Aim of the exercise: Locate the line with "Where can you spot the electrical" in the material. Copy that line and each one after it, through the last, exactly and with nothing else.

Supplied material:
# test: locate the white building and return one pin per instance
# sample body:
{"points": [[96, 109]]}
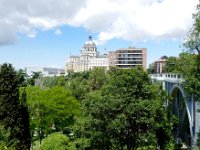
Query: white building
{"points": [[45, 71], [88, 59]]}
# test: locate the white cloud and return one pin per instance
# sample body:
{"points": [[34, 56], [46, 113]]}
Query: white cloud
{"points": [[58, 32], [134, 20]]}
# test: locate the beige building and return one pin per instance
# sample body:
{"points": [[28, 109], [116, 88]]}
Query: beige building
{"points": [[88, 59], [159, 65], [131, 57]]}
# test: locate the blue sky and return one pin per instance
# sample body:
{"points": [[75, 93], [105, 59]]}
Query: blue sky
{"points": [[37, 34]]}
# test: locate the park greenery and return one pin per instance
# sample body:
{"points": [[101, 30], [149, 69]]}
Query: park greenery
{"points": [[94, 110]]}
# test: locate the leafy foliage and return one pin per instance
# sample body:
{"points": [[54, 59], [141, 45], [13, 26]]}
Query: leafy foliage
{"points": [[123, 113], [56, 141], [13, 114], [51, 109]]}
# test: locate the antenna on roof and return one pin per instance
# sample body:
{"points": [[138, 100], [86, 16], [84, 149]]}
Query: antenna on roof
{"points": [[90, 38], [105, 47]]}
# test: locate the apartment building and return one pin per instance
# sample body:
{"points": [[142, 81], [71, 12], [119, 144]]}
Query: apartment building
{"points": [[131, 57]]}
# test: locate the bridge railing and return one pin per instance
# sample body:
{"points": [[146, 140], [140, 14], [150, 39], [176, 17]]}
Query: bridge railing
{"points": [[170, 77]]}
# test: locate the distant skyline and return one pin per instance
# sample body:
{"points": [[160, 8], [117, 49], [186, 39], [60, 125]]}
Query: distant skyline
{"points": [[45, 32]]}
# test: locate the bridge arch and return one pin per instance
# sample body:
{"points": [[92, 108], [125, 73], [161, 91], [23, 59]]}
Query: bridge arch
{"points": [[180, 108]]}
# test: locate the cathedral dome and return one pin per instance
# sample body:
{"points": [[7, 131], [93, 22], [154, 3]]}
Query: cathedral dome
{"points": [[90, 41]]}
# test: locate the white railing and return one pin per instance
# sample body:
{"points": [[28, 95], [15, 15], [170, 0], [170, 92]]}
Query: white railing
{"points": [[169, 77]]}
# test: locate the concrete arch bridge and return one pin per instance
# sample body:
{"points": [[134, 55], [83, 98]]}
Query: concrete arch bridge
{"points": [[183, 106]]}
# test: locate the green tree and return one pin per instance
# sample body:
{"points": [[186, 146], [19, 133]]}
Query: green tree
{"points": [[11, 111], [172, 65], [150, 69], [124, 113], [56, 141], [51, 110]]}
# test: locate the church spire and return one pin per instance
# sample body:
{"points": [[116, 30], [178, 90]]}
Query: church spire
{"points": [[90, 38]]}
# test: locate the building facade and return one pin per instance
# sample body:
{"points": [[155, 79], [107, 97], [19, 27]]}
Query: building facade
{"points": [[88, 59], [159, 65], [45, 71], [131, 57]]}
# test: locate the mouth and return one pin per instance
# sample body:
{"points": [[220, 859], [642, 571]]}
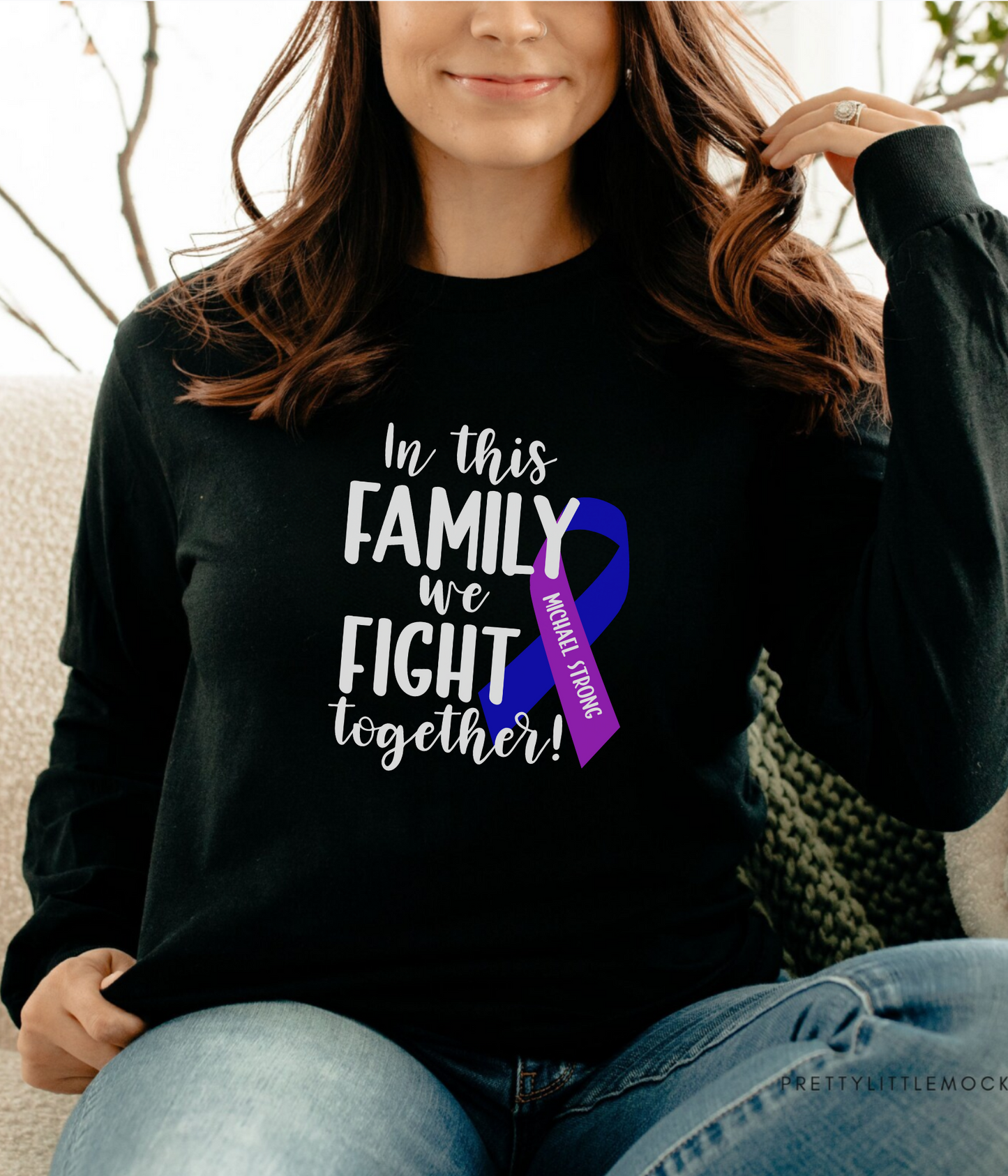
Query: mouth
{"points": [[504, 86]]}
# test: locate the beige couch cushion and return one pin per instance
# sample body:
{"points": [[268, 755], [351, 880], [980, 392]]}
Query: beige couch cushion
{"points": [[45, 427]]}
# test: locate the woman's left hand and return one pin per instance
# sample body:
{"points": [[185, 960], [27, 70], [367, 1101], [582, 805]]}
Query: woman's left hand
{"points": [[809, 127]]}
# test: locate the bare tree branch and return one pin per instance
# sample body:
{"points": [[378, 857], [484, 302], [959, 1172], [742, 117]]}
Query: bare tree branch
{"points": [[29, 322], [104, 65], [132, 138], [65, 262]]}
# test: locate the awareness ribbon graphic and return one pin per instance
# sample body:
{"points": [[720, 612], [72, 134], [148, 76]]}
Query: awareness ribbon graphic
{"points": [[539, 666]]}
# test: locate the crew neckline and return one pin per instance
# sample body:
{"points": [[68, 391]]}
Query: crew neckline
{"points": [[457, 293]]}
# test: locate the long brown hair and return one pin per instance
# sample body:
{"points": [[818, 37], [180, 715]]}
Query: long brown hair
{"points": [[307, 284]]}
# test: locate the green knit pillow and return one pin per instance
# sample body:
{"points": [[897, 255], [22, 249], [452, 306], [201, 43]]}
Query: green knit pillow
{"points": [[834, 875]]}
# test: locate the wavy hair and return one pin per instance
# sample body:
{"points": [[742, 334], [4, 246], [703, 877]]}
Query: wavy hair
{"points": [[308, 285]]}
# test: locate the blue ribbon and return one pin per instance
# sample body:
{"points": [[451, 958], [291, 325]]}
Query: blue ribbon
{"points": [[528, 677]]}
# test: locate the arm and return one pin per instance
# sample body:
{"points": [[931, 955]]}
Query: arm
{"points": [[92, 812], [891, 636]]}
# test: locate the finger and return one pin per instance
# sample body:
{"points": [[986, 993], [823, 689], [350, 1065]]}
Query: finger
{"points": [[57, 1055], [881, 103], [835, 138], [824, 116], [101, 1020]]}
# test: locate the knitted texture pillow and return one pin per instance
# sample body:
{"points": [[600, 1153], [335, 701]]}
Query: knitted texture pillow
{"points": [[835, 876]]}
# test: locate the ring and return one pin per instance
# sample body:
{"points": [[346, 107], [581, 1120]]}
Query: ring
{"points": [[848, 111]]}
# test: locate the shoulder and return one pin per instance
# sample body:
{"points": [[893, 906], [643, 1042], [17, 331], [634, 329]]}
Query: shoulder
{"points": [[159, 344]]}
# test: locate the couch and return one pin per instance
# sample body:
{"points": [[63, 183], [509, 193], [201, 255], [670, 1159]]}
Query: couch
{"points": [[835, 876]]}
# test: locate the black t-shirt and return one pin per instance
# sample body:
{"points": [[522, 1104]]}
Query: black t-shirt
{"points": [[435, 714]]}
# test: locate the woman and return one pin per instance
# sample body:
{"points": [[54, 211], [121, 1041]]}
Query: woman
{"points": [[367, 884]]}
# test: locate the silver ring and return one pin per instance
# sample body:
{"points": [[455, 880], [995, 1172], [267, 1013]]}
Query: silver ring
{"points": [[848, 111]]}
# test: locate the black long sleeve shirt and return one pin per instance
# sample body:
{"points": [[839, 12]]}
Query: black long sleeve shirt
{"points": [[435, 714]]}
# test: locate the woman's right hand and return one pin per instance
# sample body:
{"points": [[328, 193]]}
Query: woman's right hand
{"points": [[68, 1030]]}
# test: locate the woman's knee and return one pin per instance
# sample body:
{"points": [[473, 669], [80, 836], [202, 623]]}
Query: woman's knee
{"points": [[951, 986], [267, 1087]]}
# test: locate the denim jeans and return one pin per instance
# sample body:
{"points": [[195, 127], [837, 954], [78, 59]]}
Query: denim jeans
{"points": [[895, 1061]]}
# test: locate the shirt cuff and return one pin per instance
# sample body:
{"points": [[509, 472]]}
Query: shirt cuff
{"points": [[910, 180]]}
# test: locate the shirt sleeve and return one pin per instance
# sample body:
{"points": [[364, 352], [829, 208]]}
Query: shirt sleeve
{"points": [[92, 811], [885, 599]]}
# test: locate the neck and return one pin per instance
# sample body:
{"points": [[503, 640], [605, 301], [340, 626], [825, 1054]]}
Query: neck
{"points": [[495, 223]]}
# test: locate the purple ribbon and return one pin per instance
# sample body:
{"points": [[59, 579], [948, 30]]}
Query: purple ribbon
{"points": [[562, 654]]}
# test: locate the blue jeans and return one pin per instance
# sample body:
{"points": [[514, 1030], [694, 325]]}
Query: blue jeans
{"points": [[895, 1061]]}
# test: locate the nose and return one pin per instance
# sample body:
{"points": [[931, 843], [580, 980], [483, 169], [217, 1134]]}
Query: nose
{"points": [[511, 24]]}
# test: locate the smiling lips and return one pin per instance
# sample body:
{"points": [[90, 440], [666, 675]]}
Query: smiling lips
{"points": [[502, 87]]}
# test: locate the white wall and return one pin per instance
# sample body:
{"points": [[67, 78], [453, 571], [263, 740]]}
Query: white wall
{"points": [[60, 135]]}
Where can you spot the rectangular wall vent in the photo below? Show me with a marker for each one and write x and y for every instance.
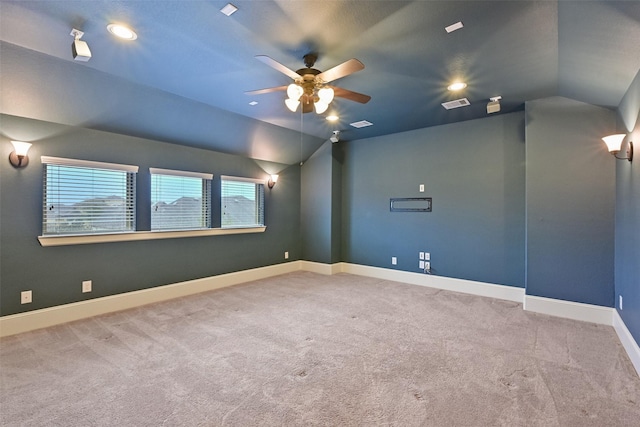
(462, 102)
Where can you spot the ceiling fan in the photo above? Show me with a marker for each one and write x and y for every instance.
(310, 87)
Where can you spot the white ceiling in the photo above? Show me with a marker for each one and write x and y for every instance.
(183, 80)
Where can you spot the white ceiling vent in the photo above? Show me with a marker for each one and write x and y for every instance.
(361, 124)
(462, 102)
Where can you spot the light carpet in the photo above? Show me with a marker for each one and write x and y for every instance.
(304, 349)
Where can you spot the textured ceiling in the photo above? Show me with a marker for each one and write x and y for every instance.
(183, 80)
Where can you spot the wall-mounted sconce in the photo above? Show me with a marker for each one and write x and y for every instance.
(272, 181)
(614, 143)
(18, 157)
(335, 137)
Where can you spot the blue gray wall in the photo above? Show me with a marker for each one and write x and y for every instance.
(474, 171)
(627, 265)
(320, 210)
(55, 274)
(570, 201)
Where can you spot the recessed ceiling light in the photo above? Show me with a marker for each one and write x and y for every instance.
(361, 124)
(122, 31)
(451, 28)
(462, 102)
(457, 86)
(229, 9)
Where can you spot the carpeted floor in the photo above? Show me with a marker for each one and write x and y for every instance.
(313, 350)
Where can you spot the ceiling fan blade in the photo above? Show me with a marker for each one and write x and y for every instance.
(277, 66)
(350, 95)
(348, 67)
(267, 90)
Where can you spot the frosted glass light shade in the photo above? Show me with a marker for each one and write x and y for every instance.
(292, 104)
(614, 142)
(321, 107)
(21, 148)
(326, 95)
(294, 92)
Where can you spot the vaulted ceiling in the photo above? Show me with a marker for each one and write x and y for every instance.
(184, 79)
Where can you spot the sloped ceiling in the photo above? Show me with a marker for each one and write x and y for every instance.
(184, 79)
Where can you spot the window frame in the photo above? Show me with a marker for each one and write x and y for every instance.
(129, 217)
(260, 196)
(206, 184)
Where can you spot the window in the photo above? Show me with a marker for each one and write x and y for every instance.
(180, 200)
(242, 202)
(84, 197)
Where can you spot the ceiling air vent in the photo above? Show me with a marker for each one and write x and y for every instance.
(462, 102)
(361, 124)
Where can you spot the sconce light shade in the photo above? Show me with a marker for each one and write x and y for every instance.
(18, 158)
(614, 144)
(272, 180)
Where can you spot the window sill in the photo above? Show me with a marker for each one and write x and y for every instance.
(141, 235)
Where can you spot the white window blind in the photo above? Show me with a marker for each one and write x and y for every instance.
(85, 197)
(180, 200)
(242, 202)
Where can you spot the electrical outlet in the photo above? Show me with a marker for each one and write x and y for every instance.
(26, 297)
(86, 286)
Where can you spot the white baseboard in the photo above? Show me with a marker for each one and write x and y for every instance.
(569, 310)
(320, 268)
(629, 344)
(43, 318)
(508, 293)
(37, 319)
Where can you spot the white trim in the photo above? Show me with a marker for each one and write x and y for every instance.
(569, 310)
(87, 164)
(243, 179)
(320, 268)
(142, 235)
(629, 344)
(158, 171)
(509, 293)
(37, 319)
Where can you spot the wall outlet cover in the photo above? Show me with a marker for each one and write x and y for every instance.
(26, 297)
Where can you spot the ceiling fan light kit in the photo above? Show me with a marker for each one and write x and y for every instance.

The reply:
Where can you spot the electrical outlet in the photo above? Show me with a marker for each one and write x and y for every instance.
(26, 297)
(86, 286)
Where can you spot the white baseboard in the photo above? Show me with a marker for each one and write x and y for every instance.
(569, 310)
(320, 268)
(629, 344)
(43, 318)
(508, 293)
(37, 319)
Where can you spot the white trim in the photo above? Show me with a marker for each one and write x and y for every instance.
(569, 310)
(87, 164)
(243, 179)
(320, 268)
(142, 235)
(629, 344)
(158, 171)
(509, 293)
(37, 319)
Where can you spot the wall outlet cover in the photo above? Show me with a marker for each one and write x and y for every instance.
(26, 297)
Where can you spot the ceiling fan light kit in the photo above? Show me with a marker for each one and write x and y for every instance.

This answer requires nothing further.